▸ **ACTION ITEM**
Apart from the pictures, every part of the records below gets retyped exactly.
··· DATA SHOWN
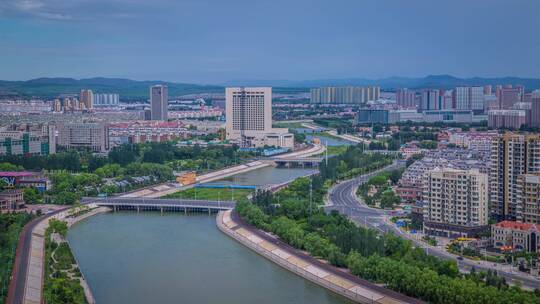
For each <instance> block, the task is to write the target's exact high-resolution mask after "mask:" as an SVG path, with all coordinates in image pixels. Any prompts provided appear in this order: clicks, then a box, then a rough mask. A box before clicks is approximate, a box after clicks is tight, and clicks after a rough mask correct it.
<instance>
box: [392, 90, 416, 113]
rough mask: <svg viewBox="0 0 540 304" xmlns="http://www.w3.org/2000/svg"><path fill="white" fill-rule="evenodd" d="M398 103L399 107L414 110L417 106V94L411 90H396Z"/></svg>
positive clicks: (414, 91)
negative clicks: (416, 94) (415, 107)
mask: <svg viewBox="0 0 540 304" xmlns="http://www.w3.org/2000/svg"><path fill="white" fill-rule="evenodd" d="M396 103H397V104H398V105H399V106H402V107H407V108H413V107H415V106H416V92H415V91H413V90H409V89H406V88H405V89H398V90H396Z"/></svg>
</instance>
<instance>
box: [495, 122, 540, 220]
mask: <svg viewBox="0 0 540 304" xmlns="http://www.w3.org/2000/svg"><path fill="white" fill-rule="evenodd" d="M529 173H540V134H534V135H533V134H514V133H510V132H509V133H506V134H502V135H499V136H497V137H496V138H495V139H494V140H493V142H492V146H491V166H490V176H489V177H490V181H489V183H490V202H491V214H492V216H493V217H495V218H497V219H500V220H503V219H509V220H515V219H516V218H517V215H518V214H520V212H521V210H520V207H519V202H518V200H519V199H518V196H517V193H518V190H517V187H518V177H519V176H520V175H522V174H529Z"/></svg>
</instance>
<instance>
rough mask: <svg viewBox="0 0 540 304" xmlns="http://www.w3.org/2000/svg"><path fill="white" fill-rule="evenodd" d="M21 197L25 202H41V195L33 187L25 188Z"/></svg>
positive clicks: (28, 203)
mask: <svg viewBox="0 0 540 304" xmlns="http://www.w3.org/2000/svg"><path fill="white" fill-rule="evenodd" d="M23 198H24V202H25V203H27V204H40V203H42V202H43V195H41V193H39V192H38V191H37V190H36V189H34V188H25V189H24V191H23Z"/></svg>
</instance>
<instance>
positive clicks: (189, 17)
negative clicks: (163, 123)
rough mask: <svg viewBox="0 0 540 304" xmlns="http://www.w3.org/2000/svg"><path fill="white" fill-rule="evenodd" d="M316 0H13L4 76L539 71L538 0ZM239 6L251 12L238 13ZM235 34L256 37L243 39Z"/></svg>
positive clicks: (279, 74) (4, 34)
mask: <svg viewBox="0 0 540 304" xmlns="http://www.w3.org/2000/svg"><path fill="white" fill-rule="evenodd" d="M310 4H311V3H307V2H303V1H298V2H295V3H292V4H291V3H280V2H277V3H276V2H272V3H271V4H268V3H251V2H249V3H248V2H244V1H235V2H232V3H230V2H228V3H227V4H223V3H220V2H217V1H202V2H201V1H197V2H194V1H182V2H177V1H167V0H161V1H158V2H155V3H152V5H147V4H145V3H144V2H143V1H134V0H133V1H125V0H122V1H120V0H115V1H92V2H85V1H71V2H70V3H69V4H66V3H63V2H62V1H53V0H48V1H46V0H24V1H19V0H9V1H4V2H3V3H2V4H0V16H2V17H3V18H2V19H3V20H2V21H0V26H2V27H3V28H5V29H7V30H6V31H4V32H3V33H2V34H0V38H2V40H3V41H5V44H4V45H3V47H1V48H0V55H1V56H0V65H2V66H3V67H4V68H3V69H2V72H0V79H5V80H21V79H31V78H37V77H45V76H48V77H50V76H62V77H74V78H89V77H95V76H105V77H121V78H130V79H138V80H142V79H163V80H166V81H177V82H191V83H223V82H227V81H235V80H236V81H238V80H243V79H247V80H256V79H290V80H300V79H328V78H351V77H364V78H384V77H391V76H403V77H418V76H423V75H430V74H452V75H456V76H459V77H473V76H481V77H495V76H497V77H500V76H520V77H540V75H539V74H538V72H537V71H536V70H535V67H536V66H538V59H537V57H536V56H535V54H537V53H538V52H539V51H540V43H539V42H538V41H536V40H535V39H534V29H535V28H538V27H539V26H540V23H539V22H540V21H538V19H537V18H535V16H534V12H535V11H538V8H540V4H539V3H538V2H535V1H521V3H520V5H511V4H508V3H507V2H506V1H496V0H493V1H489V3H486V2H482V3H469V2H465V1H461V2H459V1H458V3H456V1H454V2H452V3H437V4H433V3H430V2H429V1H417V2H415V3H414V4H412V5H411V4H410V3H407V4H405V3H399V2H394V1H383V2H381V1H377V2H375V1H373V2H363V3H356V2H352V1H348V2H344V3H341V4H339V5H336V4H335V3H330V2H324V1H322V3H319V4H318V5H315V6H313V5H310ZM463 8H465V9H463ZM238 12H242V13H243V18H241V19H240V20H232V19H231V18H229V16H231V15H232V14H235V13H238ZM254 12H264V14H260V13H254ZM366 12H372V13H369V14H367V13H366ZM429 12H435V13H429ZM156 14H157V15H159V16H161V18H159V20H154V19H153V18H152V16H154V15H156ZM173 16H174V17H175V18H172V17H173ZM499 20H512V21H513V22H512V23H508V24H506V23H500V22H499ZM150 21H152V22H150ZM246 24H250V26H249V27H247V26H245V25H246ZM427 25H429V26H427ZM471 29H474V30H471ZM234 37H254V38H255V39H253V40H252V42H250V43H249V44H248V45H247V47H246V46H244V47H240V46H239V44H238V43H232V42H233V41H234V40H235V39H236V38H234ZM502 37H505V39H501V38H502ZM509 39H510V42H511V40H512V39H515V40H516V41H519V43H509ZM369 41H373V43H367V42H369ZM456 59H457V60H456ZM502 62H504V63H505V64H500V63H502ZM156 63H157V64H156Z"/></svg>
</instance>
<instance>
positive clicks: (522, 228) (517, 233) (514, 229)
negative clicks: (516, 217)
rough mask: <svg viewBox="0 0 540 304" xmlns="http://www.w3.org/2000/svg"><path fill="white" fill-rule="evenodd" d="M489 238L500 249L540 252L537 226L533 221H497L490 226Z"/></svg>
mask: <svg viewBox="0 0 540 304" xmlns="http://www.w3.org/2000/svg"><path fill="white" fill-rule="evenodd" d="M491 238H492V240H493V247H495V248H497V249H499V250H501V251H524V252H540V233H539V227H538V226H537V225H536V224H533V223H521V222H514V221H502V222H499V223H497V224H494V225H492V226H491Z"/></svg>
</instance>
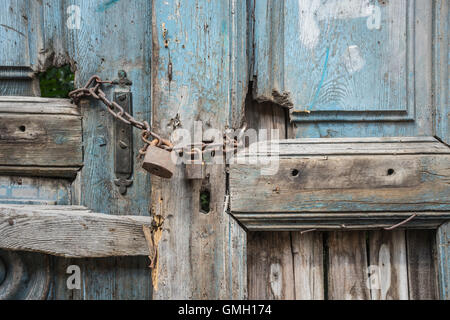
······
▸ **SOLUTION TO THE EXERCISE**
For each <instance> block, the task is to write the target's exact high-resolution mask after "mask:" as an SVG path, with all coordinates in image pixels. Any prompts provided appear in this order: clicks, then a box, then a rough mask. A box before clicks is approximate, a box after clicks is tight, and clicks after a rough mask correct it.
<instance>
box: [392, 90, 416, 113]
rough mask: <svg viewBox="0 0 540 304" xmlns="http://www.w3.org/2000/svg"><path fill="white" fill-rule="evenodd" d="M398 103L399 107L414 110L417 106V94L411 90H396Z"/></svg>
positive clicks: (414, 91)
negative clicks: (416, 94) (415, 107)
mask: <svg viewBox="0 0 540 304" xmlns="http://www.w3.org/2000/svg"><path fill="white" fill-rule="evenodd" d="M396 103H397V104H398V105H399V106H402V107H407V108H413V107H415V106H416V92H415V91H413V90H409V89H406V88H405V89H398V90H396Z"/></svg>
</instance>
<instance>
box: [495, 122, 540, 220]
mask: <svg viewBox="0 0 540 304" xmlns="http://www.w3.org/2000/svg"><path fill="white" fill-rule="evenodd" d="M529 173H540V134H534V135H533V134H514V133H510V132H509V133H506V134H502V135H499V136H497V137H496V138H495V139H494V140H493V142H492V146H491V166H490V176H489V177H490V181H489V183H490V202H491V214H492V216H493V217H495V218H497V219H500V220H503V219H509V220H515V219H516V218H517V215H518V214H520V212H521V210H520V207H519V202H518V200H519V199H518V196H517V193H518V190H517V187H518V177H519V176H520V175H522V174H529Z"/></svg>
</instance>
<instance>
rough mask: <svg viewBox="0 0 540 304" xmlns="http://www.w3.org/2000/svg"><path fill="white" fill-rule="evenodd" d="M21 197L25 202H41V195L33 187L25 188Z"/></svg>
positive clicks: (28, 203)
mask: <svg viewBox="0 0 540 304" xmlns="http://www.w3.org/2000/svg"><path fill="white" fill-rule="evenodd" d="M23 198H24V202H25V203H27V204H40V203H42V202H43V195H41V193H39V192H38V191H37V190H36V189H34V188H25V189H24V191H23Z"/></svg>
</instance>
<instance>
positive clicks: (189, 17)
negative clicks: (163, 123)
rough mask: <svg viewBox="0 0 540 304" xmlns="http://www.w3.org/2000/svg"><path fill="white" fill-rule="evenodd" d="M316 0H13L4 76L539 71L538 0ZM239 6L251 12L238 13ZM235 34L256 37L243 39Z"/></svg>
positive clicks: (279, 74) (4, 34)
mask: <svg viewBox="0 0 540 304" xmlns="http://www.w3.org/2000/svg"><path fill="white" fill-rule="evenodd" d="M310 4H311V3H307V2H303V1H298V2H295V3H292V4H291V3H280V2H277V3H276V2H272V3H271V4H268V3H251V2H249V3H248V2H244V1H235V2H232V3H230V2H228V3H227V4H223V3H220V2H217V1H202V2H201V1H197V2H194V1H182V2H177V1H167V0H161V1H158V2H155V3H152V5H147V4H145V3H144V2H143V1H134V0H133V1H125V0H122V1H120V0H115V1H92V2H85V1H71V2H70V3H69V4H66V3H63V2H62V1H53V0H48V1H46V0H24V1H19V0H9V1H4V2H3V3H2V4H0V16H2V17H3V18H2V19H3V20H2V21H0V26H2V27H3V28H5V29H7V30H6V31H4V32H3V33H2V34H0V38H2V40H3V41H5V44H4V45H3V47H1V48H0V55H1V56H0V65H2V66H3V67H4V68H3V69H2V72H0V79H5V80H21V79H31V78H37V77H45V76H48V77H50V76H62V77H74V78H89V77H95V76H105V77H121V78H130V79H138V80H142V79H163V80H166V81H177V82H191V83H223V82H227V81H235V80H236V81H238V80H243V79H247V80H256V79H290V80H300V79H328V78H351V77H364V78H384V77H391V76H403V77H418V76H423V75H430V74H452V75H456V76H459V77H473V76H481V77H495V76H497V77H500V76H520V77H540V75H539V74H538V72H537V71H536V70H535V67H536V66H538V59H537V57H536V56H535V54H537V53H538V52H539V51H540V43H539V42H538V41H536V40H535V39H534V29H535V28H538V27H539V26H540V23H539V22H540V21H538V19H537V18H535V16H534V12H535V11H538V8H540V4H539V3H538V2H535V1H521V3H520V5H511V4H508V3H507V2H506V1H496V0H493V1H489V3H486V2H482V3H469V2H465V1H461V2H459V1H458V3H456V1H454V2H452V3H437V4H433V3H430V2H429V1H417V2H415V3H414V4H412V5H411V4H410V3H407V4H405V3H399V2H394V1H383V2H381V1H377V2H375V1H373V2H363V3H356V2H352V1H348V2H344V3H341V4H339V5H336V4H335V3H330V2H324V1H322V3H319V4H318V5H315V6H313V5H310ZM463 8H465V9H463ZM238 12H242V13H243V18H241V19H240V20H232V19H231V18H229V16H231V15H232V14H235V13H238ZM254 12H264V14H260V13H254ZM366 12H372V13H369V14H367V13H366ZM429 12H435V13H429ZM156 14H157V15H159V16H161V18H159V20H154V19H153V18H152V16H154V15H156ZM173 16H174V17H175V18H172V17H173ZM499 20H512V21H513V22H512V23H508V24H506V23H500V22H499ZM150 21H152V22H150ZM246 24H250V26H249V27H247V26H245V25H246ZM427 25H429V26H427ZM471 29H474V30H471ZM234 37H254V38H255V39H253V40H252V42H250V43H249V44H248V45H247V47H246V46H244V47H240V46H239V44H238V43H232V42H233V41H234V40H235V39H236V38H234ZM502 37H505V39H501V38H502ZM509 39H510V42H511V40H512V39H515V40H516V41H519V43H509ZM369 41H373V43H367V42H369ZM456 59H457V60H456ZM502 62H504V63H505V64H500V63H502ZM156 63H157V64H156Z"/></svg>
</instance>
<instance>
positive clicks: (522, 228) (517, 233) (514, 229)
negative clicks: (516, 217)
rough mask: <svg viewBox="0 0 540 304" xmlns="http://www.w3.org/2000/svg"><path fill="white" fill-rule="evenodd" d="M489 238L500 249L540 252L537 226L533 221H497L490 226Z"/></svg>
mask: <svg viewBox="0 0 540 304" xmlns="http://www.w3.org/2000/svg"><path fill="white" fill-rule="evenodd" d="M491 238H492V240H493V247H495V248H497V249H499V250H501V251H524V252H540V233H539V227H538V226H537V225H536V224H533V223H521V222H514V221H502V222H499V223H497V224H494V225H492V226H491Z"/></svg>
</instance>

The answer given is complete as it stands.